> _Directions for this task_:
Turn the records into a two-column CSV with the headers "prompt" and "answer" and one row per record. Put each record's text and its answer in their own quoted fields, replace line breaks with spaces, and leave out the pictures.

Point labeling dataset excerpts:
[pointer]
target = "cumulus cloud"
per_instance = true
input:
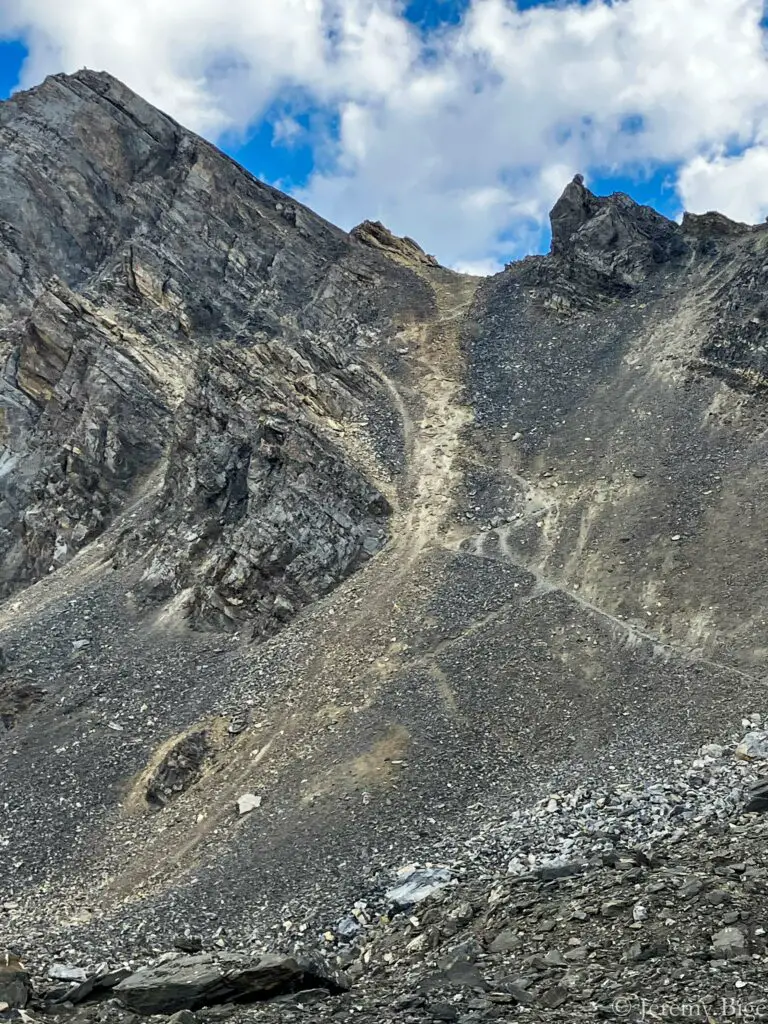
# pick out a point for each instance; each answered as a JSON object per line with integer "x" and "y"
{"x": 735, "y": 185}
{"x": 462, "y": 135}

> _Exercise answer_:
prompt,answer
"[pointer] target = ""cumulus cloud"" per_instance = true input: # pick out a point for each instance; each answered as a JSON object per line with integer ""x"" and ""y""","{""x"": 735, ""y"": 185} {""x"": 462, ""y"": 135}"